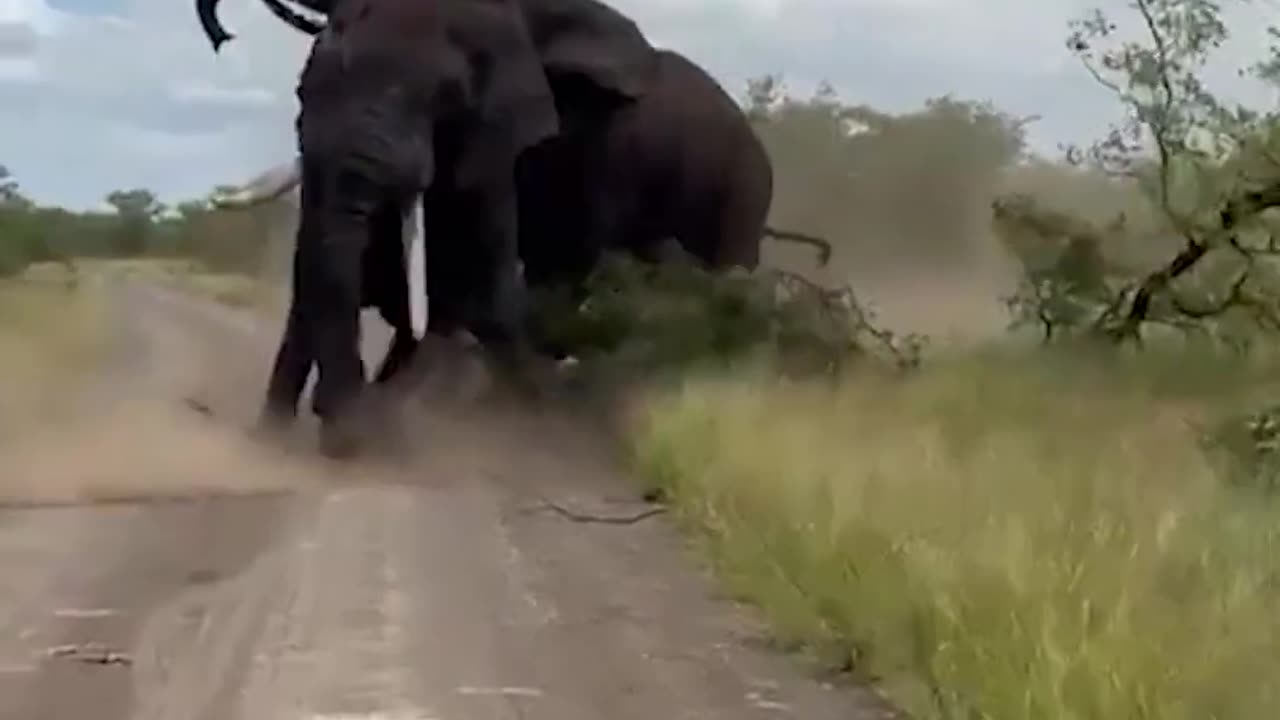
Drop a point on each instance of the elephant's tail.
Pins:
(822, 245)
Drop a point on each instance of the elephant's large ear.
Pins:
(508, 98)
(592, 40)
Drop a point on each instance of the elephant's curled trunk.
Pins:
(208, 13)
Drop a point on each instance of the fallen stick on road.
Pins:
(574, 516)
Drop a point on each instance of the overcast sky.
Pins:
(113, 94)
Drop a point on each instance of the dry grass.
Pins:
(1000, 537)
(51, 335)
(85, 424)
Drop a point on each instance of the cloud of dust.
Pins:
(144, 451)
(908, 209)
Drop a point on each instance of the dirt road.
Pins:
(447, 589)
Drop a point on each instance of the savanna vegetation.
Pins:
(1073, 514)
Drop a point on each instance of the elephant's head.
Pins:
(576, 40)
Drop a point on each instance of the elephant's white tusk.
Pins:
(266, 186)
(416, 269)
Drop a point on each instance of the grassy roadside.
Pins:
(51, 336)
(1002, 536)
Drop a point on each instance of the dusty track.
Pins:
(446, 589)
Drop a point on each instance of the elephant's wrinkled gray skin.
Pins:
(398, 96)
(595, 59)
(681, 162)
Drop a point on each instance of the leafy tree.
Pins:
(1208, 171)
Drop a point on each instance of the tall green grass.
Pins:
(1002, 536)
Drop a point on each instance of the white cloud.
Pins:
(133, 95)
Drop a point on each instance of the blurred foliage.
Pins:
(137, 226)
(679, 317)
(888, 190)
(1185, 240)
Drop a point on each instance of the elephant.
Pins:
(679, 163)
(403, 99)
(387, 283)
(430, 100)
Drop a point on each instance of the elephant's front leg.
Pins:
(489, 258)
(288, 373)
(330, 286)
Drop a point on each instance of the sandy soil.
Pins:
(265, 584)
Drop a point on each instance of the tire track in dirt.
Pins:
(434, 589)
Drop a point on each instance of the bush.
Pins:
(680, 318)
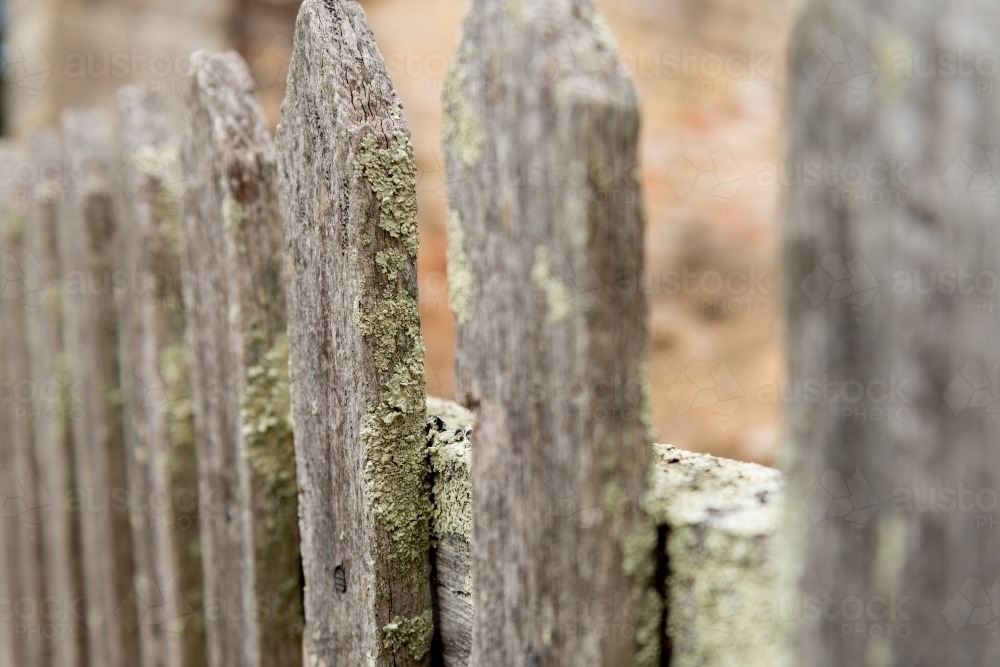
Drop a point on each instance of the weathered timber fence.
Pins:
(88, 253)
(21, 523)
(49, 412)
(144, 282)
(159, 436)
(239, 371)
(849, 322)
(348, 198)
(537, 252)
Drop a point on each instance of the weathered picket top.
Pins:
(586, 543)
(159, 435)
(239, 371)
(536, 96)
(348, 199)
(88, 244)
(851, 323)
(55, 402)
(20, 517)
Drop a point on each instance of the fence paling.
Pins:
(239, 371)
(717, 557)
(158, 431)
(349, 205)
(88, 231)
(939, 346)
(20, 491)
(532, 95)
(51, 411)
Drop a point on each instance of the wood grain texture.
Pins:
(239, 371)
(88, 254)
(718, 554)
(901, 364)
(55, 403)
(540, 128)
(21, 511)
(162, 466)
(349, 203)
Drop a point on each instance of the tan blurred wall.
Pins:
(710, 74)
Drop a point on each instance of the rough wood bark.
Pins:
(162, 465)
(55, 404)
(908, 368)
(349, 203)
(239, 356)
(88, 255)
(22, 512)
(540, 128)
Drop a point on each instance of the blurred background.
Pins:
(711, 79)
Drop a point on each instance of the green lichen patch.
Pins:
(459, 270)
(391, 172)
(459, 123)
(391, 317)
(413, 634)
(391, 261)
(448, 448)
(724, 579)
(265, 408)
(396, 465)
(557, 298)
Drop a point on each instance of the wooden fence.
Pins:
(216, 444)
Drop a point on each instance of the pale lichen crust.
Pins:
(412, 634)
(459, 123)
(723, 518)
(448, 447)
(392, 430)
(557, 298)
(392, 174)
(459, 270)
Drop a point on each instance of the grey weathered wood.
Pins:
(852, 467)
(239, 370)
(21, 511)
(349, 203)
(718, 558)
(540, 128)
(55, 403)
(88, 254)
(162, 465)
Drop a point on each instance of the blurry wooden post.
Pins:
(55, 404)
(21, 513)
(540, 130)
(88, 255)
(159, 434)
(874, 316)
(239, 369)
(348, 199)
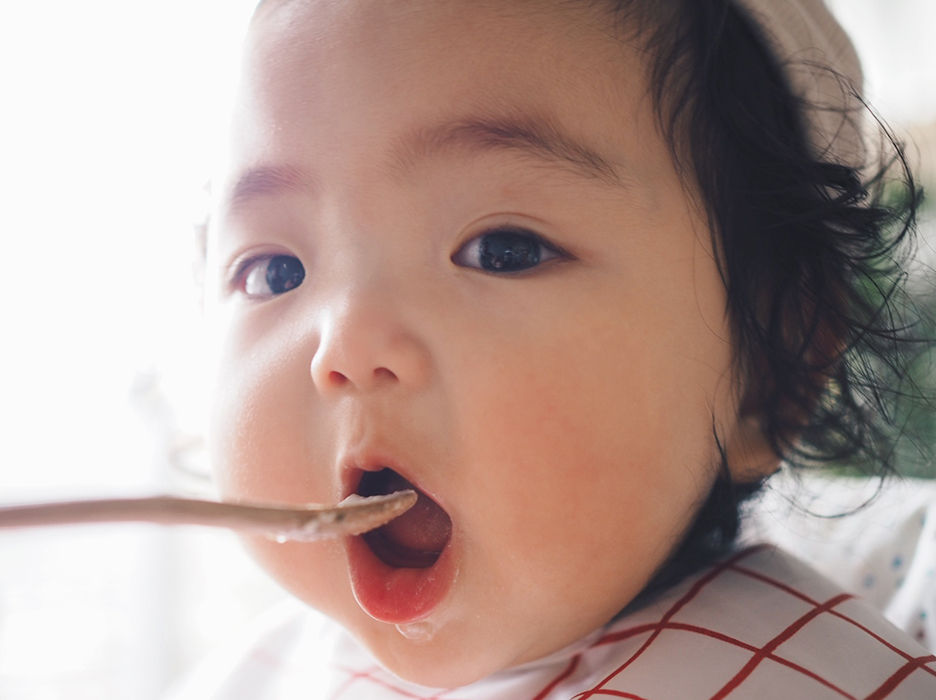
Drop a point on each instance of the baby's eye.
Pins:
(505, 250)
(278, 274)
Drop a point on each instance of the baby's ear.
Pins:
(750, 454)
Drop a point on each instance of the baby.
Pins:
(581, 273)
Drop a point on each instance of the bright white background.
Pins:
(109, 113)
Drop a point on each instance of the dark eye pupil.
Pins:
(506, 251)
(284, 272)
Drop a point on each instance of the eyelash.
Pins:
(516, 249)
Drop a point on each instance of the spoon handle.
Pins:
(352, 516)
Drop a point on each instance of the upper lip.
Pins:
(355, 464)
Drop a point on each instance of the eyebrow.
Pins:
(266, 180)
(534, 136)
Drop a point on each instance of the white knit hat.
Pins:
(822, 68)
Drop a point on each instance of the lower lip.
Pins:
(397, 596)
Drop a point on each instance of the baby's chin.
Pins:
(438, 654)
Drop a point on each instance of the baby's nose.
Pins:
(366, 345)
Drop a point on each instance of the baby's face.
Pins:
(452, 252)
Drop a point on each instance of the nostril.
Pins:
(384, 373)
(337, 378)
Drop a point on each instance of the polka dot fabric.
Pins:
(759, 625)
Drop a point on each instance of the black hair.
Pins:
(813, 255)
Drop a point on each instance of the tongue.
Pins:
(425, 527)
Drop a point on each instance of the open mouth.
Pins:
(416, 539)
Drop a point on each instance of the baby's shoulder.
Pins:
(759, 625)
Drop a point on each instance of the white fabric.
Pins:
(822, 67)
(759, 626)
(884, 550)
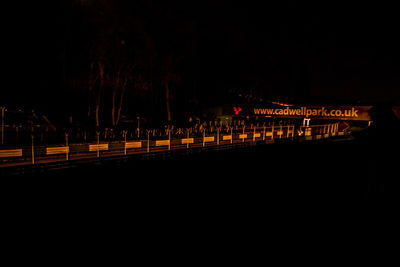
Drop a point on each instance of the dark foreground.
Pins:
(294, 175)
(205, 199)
○ ○ ○ ○ ○ ○ ○
**Instructions to follow**
Repeat the data exactly in full, omitting its pictures.

**Output of the exercise**
Drop a point on each instance of the elephant's tail.
Pins:
(822, 245)
Drop a point on each instance of the elephant's large ear.
Pins:
(508, 98)
(592, 40)
Drop a point on each instance of the elephant's curled trunk.
Pins:
(208, 13)
Drop a point on each instance of the fallen stick on road.
Pins:
(574, 516)
Drop a point on each instance of the overcast sky.
Pins:
(113, 94)
Drop a point on each instance of the dry grass.
Pins:
(1000, 537)
(51, 335)
(85, 424)
Drop a point on each instance of the cloud of dust.
Pins:
(144, 451)
(908, 209)
Drop a point on each instance of the dirt road.
Pins:
(447, 589)
Drop a point on each instance of the savanna vegetation.
Pins:
(1073, 514)
Drop a point on each instance of the elephant's head.
Pins:
(576, 40)
Drop a point on each instance of the elephant's white tusk.
Pins:
(266, 186)
(416, 269)
Drop a point on each instance of the grassy roadside.
Pins:
(51, 336)
(1002, 536)
Drop a point on each instance of the dusty track.
Pins:
(446, 589)
Drop a point on each instance of the elephant's wrinkled gray skin.
Pins:
(398, 96)
(595, 59)
(681, 162)
Drop a point on each instance of the leafy tree.
Pins:
(1208, 171)
Drop a point on each instance of the tall green grass.
Pins:
(1002, 536)
Drop a point on each instance of the white cloud.
Pins:
(133, 95)
Drop a point on each instance of the blurred foliage.
Pins:
(137, 226)
(679, 317)
(888, 190)
(1185, 240)
Drop a point on each instance of the elephant.
Pins:
(679, 163)
(403, 99)
(387, 283)
(430, 100)
Drop a point on each instance of the elephant's front leg.
Pins:
(489, 258)
(288, 373)
(330, 286)
Drop a point on each instance of the sandy soil.
Pins:
(265, 584)
Drop a point on each instance of the tire track in dirt.
Pins:
(434, 589)
Drop a point on each instance of the bush.
Pins:
(680, 318)
Drop a point on each instance of the weathered timber fence.
Pins:
(88, 253)
(21, 523)
(49, 412)
(144, 282)
(159, 436)
(239, 371)
(849, 322)
(348, 198)
(537, 252)
Drop a point on each instance of the weathered picket top.
Pins:
(586, 543)
(159, 435)
(239, 371)
(536, 96)
(348, 199)
(88, 244)
(851, 323)
(55, 402)
(20, 517)
Drop a point on each instance of the fence paling.
Pins:
(239, 371)
(717, 557)
(158, 431)
(349, 205)
(88, 231)
(939, 346)
(20, 491)
(532, 95)
(51, 411)
Drop a point on each instance of the wood grain texture.
Pins:
(239, 371)
(88, 254)
(718, 554)
(901, 364)
(55, 403)
(540, 128)
(21, 511)
(162, 466)
(349, 203)
Drop a point on each instance of the tan blurred wall.
Pins:
(710, 74)
Drop a point on each instance of the rough wood bark.
Pins:
(162, 465)
(55, 404)
(908, 368)
(349, 203)
(239, 356)
(88, 255)
(22, 512)
(540, 128)
Drop a point on each instance of the blurred background.
Pins:
(711, 79)
Drop a point on each instance of the green lichen patch.
Pins:
(459, 270)
(391, 172)
(459, 123)
(391, 317)
(413, 634)
(391, 261)
(448, 448)
(724, 579)
(265, 408)
(396, 465)
(557, 298)
Drop a point on each instance of the wooden fence.
Pins:
(216, 444)
Drop a point on each instance of the pale lichen crust.
Pins:
(412, 634)
(459, 123)
(723, 518)
(448, 447)
(392, 430)
(557, 298)
(392, 174)
(459, 270)
Drop a point on each instance of the grey weathered wood.
Pins:
(852, 467)
(239, 370)
(21, 511)
(349, 203)
(718, 558)
(540, 128)
(55, 403)
(88, 254)
(162, 465)
Drop a point on each instance of the blurry wooden post.
Pins:
(55, 404)
(21, 513)
(540, 130)
(88, 255)
(159, 434)
(874, 316)
(239, 369)
(348, 199)
Drop a point on each instance of the baby's eye.
Pins:
(505, 250)
(278, 274)
Drop a point on each instance of the baby's ear.
Pins:
(750, 454)
Drop a point on each instance of the baby.
Pins:
(581, 273)
Drop a point on each instance of the bright white background.
Pins:
(109, 113)
Drop a point on each instance of the dark eye pupil.
Pins:
(506, 251)
(284, 272)
Drop a point on each instance of the eyelash.
Pins:
(516, 249)
Drop a point on each instance of the spoon handle.
Pins:
(352, 516)
Drop a point on each instance of the upper lip.
Pins:
(355, 464)
Drop a point on each instance of the eyebrow.
Pins:
(266, 180)
(534, 136)
Drop a point on each instance of the white knit hat.
Pins:
(822, 68)
Drop a point on each instance of the lower lip.
Pins:
(397, 596)
Drop a point on each instance of the baby's chin.
Pins:
(438, 654)
Drop a point on each instance of the baby's nose.
Pins:
(366, 345)
Drop a point on each instance of the baby's face.
Pins:
(452, 252)
Drop a point on each instance of the nostril.
Pins:
(384, 373)
(337, 378)
Drop a point on each instance of the polka dot fabric.
Pins:
(759, 625)
Drop a point on each instance of the black hair.
Pins:
(813, 255)
Drop a point on each instance of the tongue.
Pins:
(425, 527)
Drop a point on each instance of the open mouth.
Pins:
(416, 539)
Drop a point on each instance of the baby's shoulder.
Pins:
(759, 625)
Drop a point on each instance of the white fabric.
Pins:
(822, 67)
(759, 626)
(884, 550)
Drop a point on each instance of the dark foreground.
Pins:
(294, 175)
(205, 199)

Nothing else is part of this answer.